Por Demétrio Magnoli - Sociólogo e Doutor em Política Internacional
“Eu sustento
que uma pequena rebelião aqui e ali é uma coisa positiva, e tão necessária no
mundo político quanto são as tempestades no mundo físico”, escreveu Thomas
Jefferson a James Madison no início de 1787, referindo-se à rebelião de
agricultores de Massachusetts dirigida por Daniel Shay. Hoje, no Brasil, a
Lava-Jato veicula uma “rebelião”, e não tão pequena, da sociedade civil contra
um sistema de poder que estava no rumo de degradar nossa democracia em
oligarquia. A fotografia de André Esteves em uniforme prisional serve como
ícone temporário dessa “rebelião” — não porque um banqueiro seja,
necessariamente, um culpado, mas por evidenciar que a impunidade absoluta
deixou de ser o apanágio dos poderosos.
Oligarquia é
o governo de poucos, que se distinguem pela riqueza e/ou por laços
corporativos, militares, religiosos ou familiares. Historicamente, as
oligarquias organizaram sistemas de poder autocráticos destinados à proteção de
sua riqueza. Em tese, o advento do Estado moderno e da democracia de massas
dissolveu os sistemas oligárquicos, obrigando os poderosos a se desarmar,
submetendo-se às leis gerais aplicáveis a todos os cidadãos. Contudo, sob
certas condições, a oligarquia ressurge no interior da democracia,
desequilibrando os pratos da balança de poder na direção do dinheiro. O Brasil
de Lula e do PT marchava nessa direção, a passo acelerado.
“Os ricos
nunca ganharam tanto dinheiro como no meu governo”, exclamou Lula anos atrás,
cobrando um apoio que, de fato, nunca lhe faltou. O capitalismo de Estado, uma
ponte legal entre as esferas da política e da economia, é um ambiente perfeito
para o desenvolvimento do fenômeno de degeneração oligárquica da democracia.

Dados guardados:
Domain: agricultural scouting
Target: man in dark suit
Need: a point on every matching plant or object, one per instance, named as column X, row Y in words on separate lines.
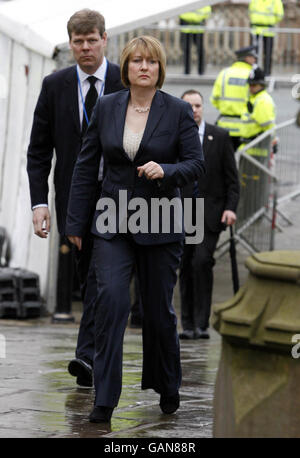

Objetivo 1: Transcreva palavra por palavra o trecho do texto sobre a Lava-Jato e a oligarquia que abre com as palavras que contêm "Oligarquia é" e fecha com "a passo acelerado.".
Objetivo 2:
Responda com base no texto sobre a Lava-Jato e a oligarquia:
(a) A quem Thomas Jefferson escreveu a carta citada e quando?
(b) Como o texto define oligarquia?
(c) Que frase de Lula o texto reproduz?

Resposta 1:
Oligarquia é
o governo de poucos, que se distinguem pela riqueza e/ou por laços
corporativos, militares, religiosos ou familiares. Historicamente, as
oligarquias organizaram sistemas de poder autocráticos destinados à proteção de
sua riqueza. Em tese, o advento do Estado moderno e da democracia de massas
dissolveu os sistemas oligárquicos, obrigando os poderosos a se desarmar,
submetendo-se às leis gerais aplicáveis a todos os cidadãos. Contudo, sob
certas condições, a oligarquia ressurge no interior da democracia,
desequilibrando os pratos da balança de poder na direção do dinheiro. O Brasil
de Lula e do PT marchava nessa direção, a passo acelerado.

Resposta 2:
(a) A James Madison, no início de 1787.
(b) É o governo de poucos, que se distinguem pela riqueza e/ou por laços corporativos, militares, religiosos ou familiares.
(c) "Os ricos nunca ganharam tanto dinheiro como no meu governo."